Section 17(b) of the Act authorizes the Commission to exempt a proposed 
transaction from section 17(a) of the Act if evidence establishes that 
the terms of the transaction, including the consideration to be paid or 
received, are reasonable and fair and do not involve overreaching on 
the part of any person concerned, and the proposed transaction is 
consistent with the policies of the registered investment company and 
the general provisions of the Act. Section 12(d)(1)(J) of the Act 
provides that the Commission may exempt any person, security, or 
transaction, or any class or classes of persons, securities or 
transactions, from any provisions of section 12(d)(1) if the exemption 
is consistent with the public interest and the protection of investors.

Sections 5(a)(1) and 2(a)(32) of the Act

    3. Section 5(a)(1) of the Act defines an ``open-end company'' as a 
management investment company that is offering for sale or has 
outstanding any redeemable security of which it is the issuer. Section 
2(a)(32) of the Act defines a redeemable security as any security, 
other than short-term paper, under the terms of which the owner, upon 
its presentation to the issuer, is entitled to receive approximately 
his proportionate share of the issuer's current net assets, or the cash 
equivalent. Because Shares will not be individually redeemable, 
applicants request an order that would permit the Funds to register as 
open-end management investment companies and issue Shares that are 
redeemable in Creation Units only. Applicants state that investors may 
purchase Shares in Creation Units and redeem Creation Units from each 
Fund. Applicants state that because Creation Units may always be 
purchased and redeemed at NAV, the market price of the Shares should 
not vary substantially from their NAV.

Section 22(d) of the Act and Rule 22c-1 Under the Act

    4. Section 22(d) of the Act, among other things, prohibits a dealer 
from selling a redeemable security, which is currently being offered to 
the public by or through a principal underwriter, except at a current 
public offering price described in the prospectus. Rule 22c-1 under the 
Act generally requires that a dealer selling, redeeming or repurchasing 
a redeemable security do so only at a price based on its NAV. 
Applicants state that secondary market trading in Shares will take 
place at negotiated prices, not at a current offering price described 
in a Fund's prospectus, and not at a price based on NAV. Thus, 
purchases and sales of Shares in the secondary market will not comply 
with section 22(d) of the Act and rule 22c-1 under the Act. Applicants 
request an exemption under section 6(c) from these provisions.
    5. Applicants assert that the concerns sought to be addressed by 
section 22(d) of the Act and rule 22c-1 under the Act with respect to 
pricing are equally satisfied by the proposed method of pricing Shares.

▬▬▬▬▬▬

**Task requirements:**
1 – Answer these questions from the exemptions passage:
(a) What kind of security does Section 2(a)(32) leave out of its definition of a redeemable security?
(b) Under Rule 22c-1, a dealer selling, redeeming or repurchasing a redeemable security must do so at a price based on what?
(c) Under which section do applicants request an exemption from section 22(d) and rule 22c-1?
2 – Decide whether each statement agrees with the exemptions passage, answering yes or no and quoting the words that settle it:
(a) Shares will be individually redeemable.
(b) Section 12(d)(1)(J) allows an exemption if it is consistent with the public interest and the protection of investors.
(c) Secondary market trading in Shares will take place at a price based on NAV.
3 – Print the exemptions passage from "5. Applicants assert" to "of pricing Shares.".
The data items that come next have no connection to the exemptions passage.

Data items
▬▬▬▬▬▬

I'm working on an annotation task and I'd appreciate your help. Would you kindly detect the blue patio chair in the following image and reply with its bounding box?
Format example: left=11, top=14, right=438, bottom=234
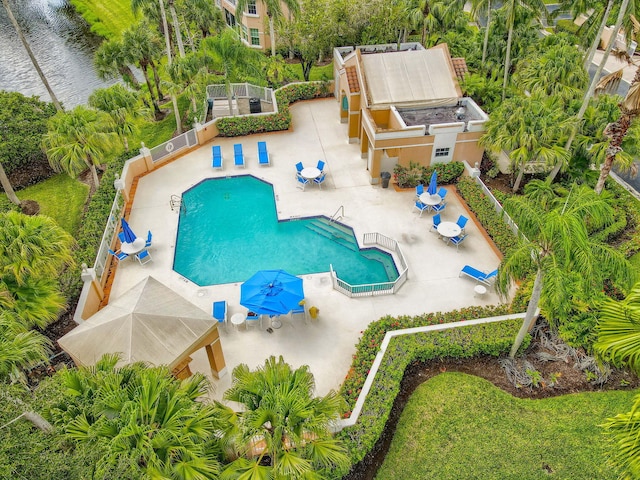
left=313, top=170, right=327, bottom=189
left=233, top=143, right=244, bottom=168
left=258, top=142, right=271, bottom=165
left=415, top=200, right=431, bottom=216
left=109, top=249, right=129, bottom=262
left=211, top=145, right=222, bottom=168
left=211, top=300, right=227, bottom=328
left=136, top=250, right=151, bottom=265
left=431, top=202, right=447, bottom=213
left=296, top=173, right=309, bottom=190
left=429, top=213, right=442, bottom=232
left=456, top=215, right=469, bottom=233
left=447, top=234, right=467, bottom=251
left=458, top=265, right=498, bottom=286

▬▬▬▬▬▬

**Results by task:**
1 –
(a) Short-term paper.
(b) Its NAV.
(c) Section 6(c).

2 –
(a) No: "Because Shares will not be individually redeemable"
(b) Yes: "if the exemption is consistent with the public interest and the protection of investors"
(c) No: "and not at a price based on NAV"

3 –
5. Applicants assert that the concerns sought to be addressed by 
section 22(d) of the Act and rule 22c-1 under the Act with respect to 
pricing are equally satisfied by the proposed method of pricing Shares.